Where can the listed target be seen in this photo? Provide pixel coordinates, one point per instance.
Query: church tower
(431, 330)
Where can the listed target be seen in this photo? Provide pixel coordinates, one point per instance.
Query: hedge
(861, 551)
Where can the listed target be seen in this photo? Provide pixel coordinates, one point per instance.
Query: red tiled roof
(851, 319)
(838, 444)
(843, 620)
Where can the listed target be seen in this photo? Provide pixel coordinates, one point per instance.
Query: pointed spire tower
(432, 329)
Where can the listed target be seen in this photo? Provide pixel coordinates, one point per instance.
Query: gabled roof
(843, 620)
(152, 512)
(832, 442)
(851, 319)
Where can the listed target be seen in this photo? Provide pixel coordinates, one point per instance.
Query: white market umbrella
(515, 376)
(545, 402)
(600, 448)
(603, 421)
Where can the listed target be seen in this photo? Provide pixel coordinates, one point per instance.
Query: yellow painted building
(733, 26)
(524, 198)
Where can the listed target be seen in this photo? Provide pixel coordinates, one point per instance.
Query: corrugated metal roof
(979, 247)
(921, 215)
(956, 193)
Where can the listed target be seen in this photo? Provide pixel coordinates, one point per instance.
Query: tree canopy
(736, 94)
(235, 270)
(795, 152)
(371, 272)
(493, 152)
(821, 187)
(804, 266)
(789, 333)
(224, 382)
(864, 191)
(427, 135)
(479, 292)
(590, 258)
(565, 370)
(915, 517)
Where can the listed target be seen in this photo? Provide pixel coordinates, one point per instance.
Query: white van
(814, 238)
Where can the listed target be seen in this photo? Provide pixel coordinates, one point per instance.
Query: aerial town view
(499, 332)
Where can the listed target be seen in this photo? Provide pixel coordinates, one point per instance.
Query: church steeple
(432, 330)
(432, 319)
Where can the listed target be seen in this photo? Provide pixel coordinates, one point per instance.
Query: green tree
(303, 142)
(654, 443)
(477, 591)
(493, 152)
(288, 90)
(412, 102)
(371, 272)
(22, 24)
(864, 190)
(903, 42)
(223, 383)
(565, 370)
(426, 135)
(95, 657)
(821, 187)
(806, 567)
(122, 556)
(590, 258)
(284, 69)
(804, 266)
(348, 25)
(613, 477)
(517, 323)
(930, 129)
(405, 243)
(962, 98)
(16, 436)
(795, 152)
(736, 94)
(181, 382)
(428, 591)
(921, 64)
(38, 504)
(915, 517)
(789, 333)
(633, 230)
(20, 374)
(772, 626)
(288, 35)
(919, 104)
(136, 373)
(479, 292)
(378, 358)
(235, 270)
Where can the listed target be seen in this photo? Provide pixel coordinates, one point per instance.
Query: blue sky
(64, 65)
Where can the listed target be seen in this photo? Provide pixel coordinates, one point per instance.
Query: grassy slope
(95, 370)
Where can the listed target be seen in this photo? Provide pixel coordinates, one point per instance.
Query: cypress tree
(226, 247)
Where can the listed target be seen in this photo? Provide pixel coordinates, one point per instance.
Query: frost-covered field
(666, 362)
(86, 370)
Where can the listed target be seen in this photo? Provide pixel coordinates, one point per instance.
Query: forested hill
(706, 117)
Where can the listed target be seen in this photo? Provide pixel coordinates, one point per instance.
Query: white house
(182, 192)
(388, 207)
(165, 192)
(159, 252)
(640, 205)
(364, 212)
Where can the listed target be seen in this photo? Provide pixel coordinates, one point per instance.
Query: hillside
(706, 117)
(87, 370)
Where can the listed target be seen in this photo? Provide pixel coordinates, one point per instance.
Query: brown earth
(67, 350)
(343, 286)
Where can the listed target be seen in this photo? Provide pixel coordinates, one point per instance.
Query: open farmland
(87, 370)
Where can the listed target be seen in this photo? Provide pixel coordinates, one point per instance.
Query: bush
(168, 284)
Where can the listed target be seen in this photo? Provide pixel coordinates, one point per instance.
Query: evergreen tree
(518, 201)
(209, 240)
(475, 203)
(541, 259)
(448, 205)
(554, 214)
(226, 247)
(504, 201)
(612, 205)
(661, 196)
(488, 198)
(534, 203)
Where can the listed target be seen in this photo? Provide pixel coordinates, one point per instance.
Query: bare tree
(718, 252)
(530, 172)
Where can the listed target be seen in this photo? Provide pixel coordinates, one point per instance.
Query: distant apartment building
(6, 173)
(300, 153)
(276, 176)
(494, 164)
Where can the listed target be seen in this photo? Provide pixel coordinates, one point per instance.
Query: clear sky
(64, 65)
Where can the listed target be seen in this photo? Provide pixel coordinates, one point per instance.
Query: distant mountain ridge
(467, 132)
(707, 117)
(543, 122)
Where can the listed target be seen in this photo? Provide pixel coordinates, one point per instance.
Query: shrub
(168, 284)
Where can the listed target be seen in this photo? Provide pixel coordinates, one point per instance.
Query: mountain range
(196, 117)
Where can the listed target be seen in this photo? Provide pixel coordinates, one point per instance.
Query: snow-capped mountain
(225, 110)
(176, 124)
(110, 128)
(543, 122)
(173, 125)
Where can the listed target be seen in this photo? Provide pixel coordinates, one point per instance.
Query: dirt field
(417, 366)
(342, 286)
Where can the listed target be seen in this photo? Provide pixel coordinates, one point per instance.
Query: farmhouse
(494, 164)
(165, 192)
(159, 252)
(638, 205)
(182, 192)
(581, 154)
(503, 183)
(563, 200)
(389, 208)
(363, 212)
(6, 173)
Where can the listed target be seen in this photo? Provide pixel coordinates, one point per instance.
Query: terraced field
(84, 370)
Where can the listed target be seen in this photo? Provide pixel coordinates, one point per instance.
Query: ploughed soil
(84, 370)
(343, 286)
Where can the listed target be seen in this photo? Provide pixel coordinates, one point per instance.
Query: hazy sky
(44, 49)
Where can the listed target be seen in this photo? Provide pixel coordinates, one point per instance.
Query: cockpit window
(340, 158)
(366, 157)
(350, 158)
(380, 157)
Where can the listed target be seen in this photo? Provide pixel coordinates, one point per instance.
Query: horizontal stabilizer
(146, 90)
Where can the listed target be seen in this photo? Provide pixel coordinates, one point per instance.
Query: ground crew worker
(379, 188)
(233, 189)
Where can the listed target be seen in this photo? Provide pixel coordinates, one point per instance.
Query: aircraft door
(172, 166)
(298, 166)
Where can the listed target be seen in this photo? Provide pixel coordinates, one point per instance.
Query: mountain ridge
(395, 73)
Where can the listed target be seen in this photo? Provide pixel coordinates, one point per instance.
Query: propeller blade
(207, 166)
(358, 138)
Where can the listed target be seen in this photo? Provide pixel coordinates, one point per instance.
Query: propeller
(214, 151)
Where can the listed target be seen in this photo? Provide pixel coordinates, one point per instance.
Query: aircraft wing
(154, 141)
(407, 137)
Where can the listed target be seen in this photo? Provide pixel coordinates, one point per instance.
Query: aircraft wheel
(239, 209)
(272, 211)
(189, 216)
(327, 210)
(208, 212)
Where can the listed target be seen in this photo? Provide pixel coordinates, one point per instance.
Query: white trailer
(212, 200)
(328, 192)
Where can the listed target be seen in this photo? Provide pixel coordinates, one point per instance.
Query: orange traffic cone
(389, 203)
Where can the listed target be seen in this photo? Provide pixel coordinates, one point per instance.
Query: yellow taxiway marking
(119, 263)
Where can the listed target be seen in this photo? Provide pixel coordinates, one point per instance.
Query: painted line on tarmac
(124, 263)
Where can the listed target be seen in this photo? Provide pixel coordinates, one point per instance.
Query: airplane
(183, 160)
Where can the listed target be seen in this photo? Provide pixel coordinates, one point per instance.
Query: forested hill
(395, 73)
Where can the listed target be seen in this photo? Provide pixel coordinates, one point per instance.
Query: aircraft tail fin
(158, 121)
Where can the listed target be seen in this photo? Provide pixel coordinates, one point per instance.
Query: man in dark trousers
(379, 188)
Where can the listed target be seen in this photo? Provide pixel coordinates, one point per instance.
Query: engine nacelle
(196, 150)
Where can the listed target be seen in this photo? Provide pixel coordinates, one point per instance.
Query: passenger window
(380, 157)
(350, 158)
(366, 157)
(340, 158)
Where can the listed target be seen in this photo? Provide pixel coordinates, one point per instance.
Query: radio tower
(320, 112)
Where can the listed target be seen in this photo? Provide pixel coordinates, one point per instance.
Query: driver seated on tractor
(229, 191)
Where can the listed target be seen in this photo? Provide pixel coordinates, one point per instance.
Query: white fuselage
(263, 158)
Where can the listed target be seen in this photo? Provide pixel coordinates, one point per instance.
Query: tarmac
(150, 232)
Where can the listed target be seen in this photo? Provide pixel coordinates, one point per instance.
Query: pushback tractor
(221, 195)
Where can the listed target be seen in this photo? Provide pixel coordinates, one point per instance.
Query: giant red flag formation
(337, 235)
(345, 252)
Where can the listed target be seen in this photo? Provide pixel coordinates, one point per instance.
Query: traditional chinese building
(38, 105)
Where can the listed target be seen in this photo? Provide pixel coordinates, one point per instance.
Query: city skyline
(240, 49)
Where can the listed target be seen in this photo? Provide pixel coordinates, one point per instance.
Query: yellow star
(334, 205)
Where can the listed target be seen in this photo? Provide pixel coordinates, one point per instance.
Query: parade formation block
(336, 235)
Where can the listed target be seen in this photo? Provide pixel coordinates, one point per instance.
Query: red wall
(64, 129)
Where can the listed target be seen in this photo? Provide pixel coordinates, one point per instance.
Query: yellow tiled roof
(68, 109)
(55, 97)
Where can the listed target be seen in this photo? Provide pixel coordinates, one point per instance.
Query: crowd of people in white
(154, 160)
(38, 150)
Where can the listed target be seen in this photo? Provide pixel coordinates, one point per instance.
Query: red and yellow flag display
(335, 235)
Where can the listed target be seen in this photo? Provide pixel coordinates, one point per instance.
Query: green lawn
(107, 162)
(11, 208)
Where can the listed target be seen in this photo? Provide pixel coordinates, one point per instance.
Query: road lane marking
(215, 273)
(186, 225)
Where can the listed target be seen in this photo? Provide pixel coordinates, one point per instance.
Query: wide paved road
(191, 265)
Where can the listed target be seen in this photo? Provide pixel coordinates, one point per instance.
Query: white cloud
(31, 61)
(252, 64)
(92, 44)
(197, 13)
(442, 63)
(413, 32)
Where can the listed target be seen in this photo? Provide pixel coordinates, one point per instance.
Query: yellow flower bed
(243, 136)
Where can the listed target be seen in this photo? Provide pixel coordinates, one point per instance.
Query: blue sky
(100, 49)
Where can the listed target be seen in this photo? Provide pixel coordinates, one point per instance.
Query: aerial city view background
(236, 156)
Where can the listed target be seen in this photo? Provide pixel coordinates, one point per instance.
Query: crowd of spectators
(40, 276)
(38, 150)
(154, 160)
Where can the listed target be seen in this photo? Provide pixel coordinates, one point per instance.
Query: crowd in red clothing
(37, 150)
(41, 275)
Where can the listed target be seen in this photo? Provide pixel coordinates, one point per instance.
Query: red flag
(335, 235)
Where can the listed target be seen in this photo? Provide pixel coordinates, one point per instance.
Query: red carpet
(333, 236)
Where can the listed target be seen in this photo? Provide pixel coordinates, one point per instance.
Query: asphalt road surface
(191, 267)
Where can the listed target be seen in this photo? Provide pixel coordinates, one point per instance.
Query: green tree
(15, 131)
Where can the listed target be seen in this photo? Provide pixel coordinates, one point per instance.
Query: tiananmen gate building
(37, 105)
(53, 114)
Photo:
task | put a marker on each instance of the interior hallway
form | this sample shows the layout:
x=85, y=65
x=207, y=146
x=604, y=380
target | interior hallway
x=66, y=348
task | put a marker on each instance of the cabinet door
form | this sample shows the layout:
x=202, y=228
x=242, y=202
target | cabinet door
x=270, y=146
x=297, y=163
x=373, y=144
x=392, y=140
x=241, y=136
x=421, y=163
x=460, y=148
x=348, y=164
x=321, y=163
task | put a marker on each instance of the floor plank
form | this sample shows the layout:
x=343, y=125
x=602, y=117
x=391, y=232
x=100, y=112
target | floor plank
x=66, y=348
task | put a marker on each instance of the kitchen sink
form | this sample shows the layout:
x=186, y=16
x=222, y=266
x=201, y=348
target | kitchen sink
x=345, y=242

-----

:: GIVEN INSTRUCTION ::
From the line containing "task | put a marker on each instance of the cabinet" through the closing line of the material above, return every line exactly and omit all others.

:: WORKED SOLUTION ::
task | put a marker on each instance of the cabinet door
form | this sample shows the layout:
x=202, y=228
x=242, y=202
target | cabinet door
x=270, y=146
x=297, y=163
x=373, y=144
x=392, y=140
x=241, y=136
x=421, y=163
x=460, y=148
x=348, y=164
x=321, y=163
task | put a marker on each instance of the floor plank
form | this sample shows the layout:
x=343, y=125
x=602, y=117
x=391, y=232
x=100, y=112
target | floor plank
x=66, y=348
task | put a marker on each instance of the kitchen sink
form | this sample shows the layout:
x=186, y=16
x=222, y=266
x=201, y=348
target | kitchen sink
x=345, y=242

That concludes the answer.